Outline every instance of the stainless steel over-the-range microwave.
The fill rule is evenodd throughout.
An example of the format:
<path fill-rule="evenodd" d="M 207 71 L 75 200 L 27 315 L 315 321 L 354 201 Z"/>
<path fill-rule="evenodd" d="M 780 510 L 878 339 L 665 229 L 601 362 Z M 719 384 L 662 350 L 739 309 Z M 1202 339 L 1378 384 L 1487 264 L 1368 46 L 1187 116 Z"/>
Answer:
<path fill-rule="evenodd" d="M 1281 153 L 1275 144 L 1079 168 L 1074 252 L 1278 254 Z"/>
_ _ _
= What you will do =
Quote the entries above word for word, every line of them.

= Response to the exercise =
Outline every instance of the stainless steel over-the-range microwave.
The fill rule is evenodd throughout.
An example of the format:
<path fill-rule="evenodd" d="M 207 71 L 75 200 L 27 315 L 315 321 L 354 201 Z"/>
<path fill-rule="evenodd" d="M 780 510 L 878 339 L 665 229 L 601 362 Z M 719 384 L 662 350 L 739 309 Z M 1202 339 L 1378 384 L 1487 264 L 1368 46 L 1187 116 Z"/>
Answer:
<path fill-rule="evenodd" d="M 1281 153 L 1275 144 L 1079 168 L 1074 252 L 1278 254 Z"/>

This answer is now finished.